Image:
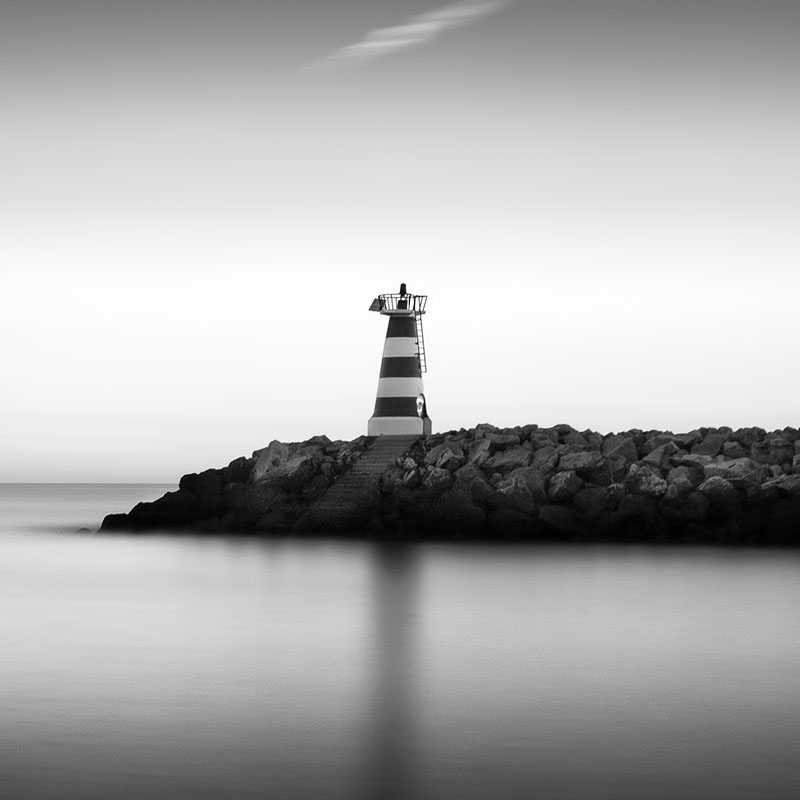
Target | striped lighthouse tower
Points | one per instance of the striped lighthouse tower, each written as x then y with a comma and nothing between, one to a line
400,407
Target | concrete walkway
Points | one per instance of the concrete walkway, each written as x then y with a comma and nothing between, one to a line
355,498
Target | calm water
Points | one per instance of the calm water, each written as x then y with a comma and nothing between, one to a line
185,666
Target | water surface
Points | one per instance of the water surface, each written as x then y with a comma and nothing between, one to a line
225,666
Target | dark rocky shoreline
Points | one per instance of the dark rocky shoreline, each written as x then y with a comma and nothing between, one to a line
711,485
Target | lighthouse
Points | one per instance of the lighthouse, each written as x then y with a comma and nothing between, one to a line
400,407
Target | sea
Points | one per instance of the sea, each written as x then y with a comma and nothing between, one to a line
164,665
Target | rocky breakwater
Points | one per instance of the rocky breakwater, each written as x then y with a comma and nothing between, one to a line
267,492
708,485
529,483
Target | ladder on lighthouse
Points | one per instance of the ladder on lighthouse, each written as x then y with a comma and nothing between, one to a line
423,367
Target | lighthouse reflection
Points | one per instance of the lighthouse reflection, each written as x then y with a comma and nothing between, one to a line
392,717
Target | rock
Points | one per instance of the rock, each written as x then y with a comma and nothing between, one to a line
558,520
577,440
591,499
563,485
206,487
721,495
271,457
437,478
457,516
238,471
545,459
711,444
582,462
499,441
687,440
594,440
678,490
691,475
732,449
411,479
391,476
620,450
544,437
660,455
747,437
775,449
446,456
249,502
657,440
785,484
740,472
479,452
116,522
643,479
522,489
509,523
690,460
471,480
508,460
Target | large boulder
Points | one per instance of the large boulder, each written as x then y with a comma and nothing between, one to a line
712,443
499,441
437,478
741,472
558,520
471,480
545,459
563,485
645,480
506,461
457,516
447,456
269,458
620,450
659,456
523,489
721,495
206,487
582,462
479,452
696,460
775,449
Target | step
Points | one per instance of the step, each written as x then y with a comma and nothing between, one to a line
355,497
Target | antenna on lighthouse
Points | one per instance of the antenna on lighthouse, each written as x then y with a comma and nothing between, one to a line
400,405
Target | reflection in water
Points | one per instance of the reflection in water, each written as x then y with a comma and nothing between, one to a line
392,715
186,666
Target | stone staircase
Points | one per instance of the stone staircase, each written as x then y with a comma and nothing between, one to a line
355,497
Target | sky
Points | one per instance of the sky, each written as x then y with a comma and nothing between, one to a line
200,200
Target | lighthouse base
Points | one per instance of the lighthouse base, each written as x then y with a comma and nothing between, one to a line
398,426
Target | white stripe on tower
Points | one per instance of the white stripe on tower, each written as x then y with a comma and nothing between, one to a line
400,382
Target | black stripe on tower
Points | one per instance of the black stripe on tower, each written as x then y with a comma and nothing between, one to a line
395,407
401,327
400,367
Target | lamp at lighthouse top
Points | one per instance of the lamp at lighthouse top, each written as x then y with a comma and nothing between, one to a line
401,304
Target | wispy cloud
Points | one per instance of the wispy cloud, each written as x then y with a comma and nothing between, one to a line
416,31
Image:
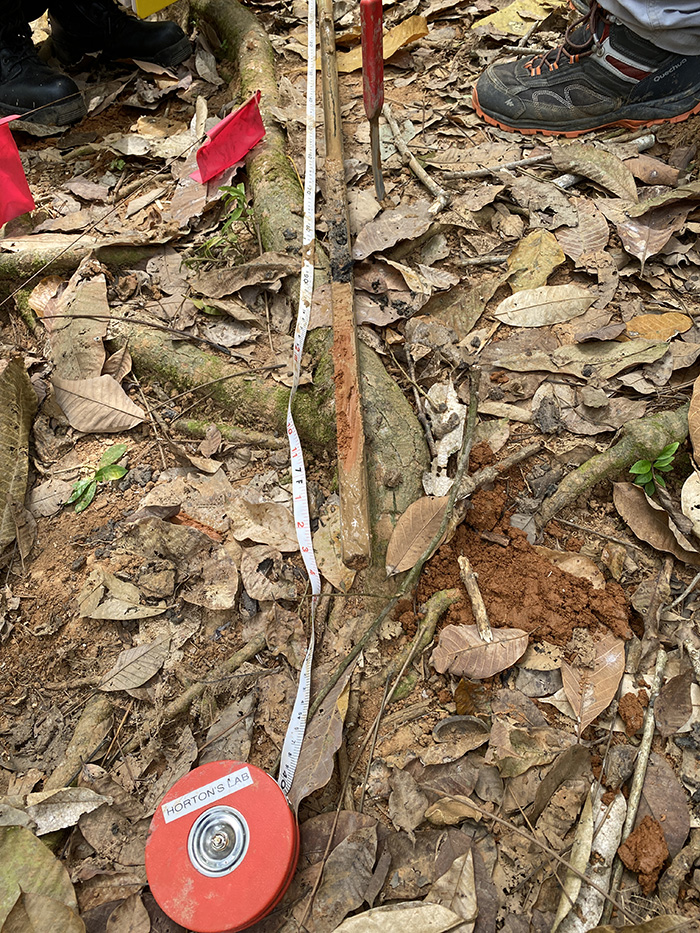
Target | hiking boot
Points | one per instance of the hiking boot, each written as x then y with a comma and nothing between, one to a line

■ What you are asked to do:
Output every entry exactly as given; pictures are not part of the copy.

■ Finished answer:
Image:
Target | striped lighthouse tower
Points | one per instance of the striped lighthouse tower, each written as x then y with a comma and nothing between, one to a line
400,407
Target | concrete walkway
Points | one per instance of the concrete walkway, each written as x then y with a comma and nothing between, one to a line
355,498
Target | calm water
Points | one per instance of the calm water, each written as x then y with a comma and nothing between, one to a line
185,666
Target | water surface
Points | one per instance of the water surface, each written as x then y with a comma and nothing between, one to a line
225,666
Target | dark rocky shoreline
Points | one per instance of the dark rocky shoreline, each written as x then y with a comma and nothing between, one to a line
711,485
Target | lighthouse
Points | one per instance of the lighthouse, each written as x then y with a comma and nothing between, one to a line
400,407
Target | sea
Points | one per instance of the sea, each written as x then y with a comma and nothing between, one to a line
164,665
Target | rocky breakwater
Points | one per instance of the rocky breakwater, each written as x then y with a comma and nothing between, one to a line
267,492
708,485
529,483
Target | ladder on lighthouse
Points | one per instance of the ladder on lighthouse, each written as x then y with a comma and nothing between, one to a line
423,367
Target | lighthouse reflection
Points | one per instance of the lighthouse reflection, each written as x then y with a comma and nothing between, one to a line
392,717
Target | rock
Points | one per instance of the rock, each written as x then y with a comma and nothing between, one to a line
558,520
577,440
591,499
563,485
206,487
721,495
271,457
437,478
457,516
238,471
545,459
711,444
582,462
499,441
687,440
594,440
678,490
691,475
732,449
411,479
391,476
620,450
544,437
660,455
747,437
775,449
446,456
249,502
657,440
785,484
740,472
479,452
116,522
643,479
522,489
509,523
690,460
471,480
508,460
Target | large boulder
Points | one per instance of the large boulder, each written as x then y with a comma and nothing between, one to a line
712,443
499,441
437,478
741,472
558,520
471,480
545,459
563,485
645,480
506,461
457,516
447,456
269,458
620,450
659,456
523,489
721,495
206,487
582,462
479,452
696,460
775,449
Target | step
Points | one per instance of the step, each written as x then y with a comma and nothing between, one to a line
355,497
Target | antenna on lighthouse
Points | one per instance of the antenna on lighthouse, each written as x then y with a comma and nothing between, one to a line
400,405
Target | reflection in water
Points | one per instance of the reflection in water, each written as x then y with a comma and nothing between, one to a line
392,715
186,666
Target | stone staircase
Points | one per instance of the stone staircase, each written as x then y with a comma and nothing between, one to a line
355,497
Target | sky
Points | one per instance of the sky, each written as x then y with a comma and nothing between, one to a line
200,200
Target | lighthouse base
Points | one per instance of the lighthouse base, each written as x then y with a comma and nothing between, one to a line
398,426
Target | white stripe on tower
Points | one per instance of the white stripe on tower, each written as x then y with a comma and nothing between, one to a line
400,382
Target | black stripe on tower
Points | one per instance of the black stripe on tower, each written as x then y with a comma and nothing between, one to a line
395,407
401,327
400,367
Target | lamp at lighthouse top
Points | one per instance of the lamp at lighthouse top, each written as x then y with a comma and nothing between, one to a line
401,304
Target | wispy cloud
Points | one per instance of the wispy cloud, each written as x then y with a comma and nothing between, one to a line
416,31
Image:
Target | hiking boot
Points | one per instance of the hiking boot, each written as x then y with a comma and nothing between, one to a line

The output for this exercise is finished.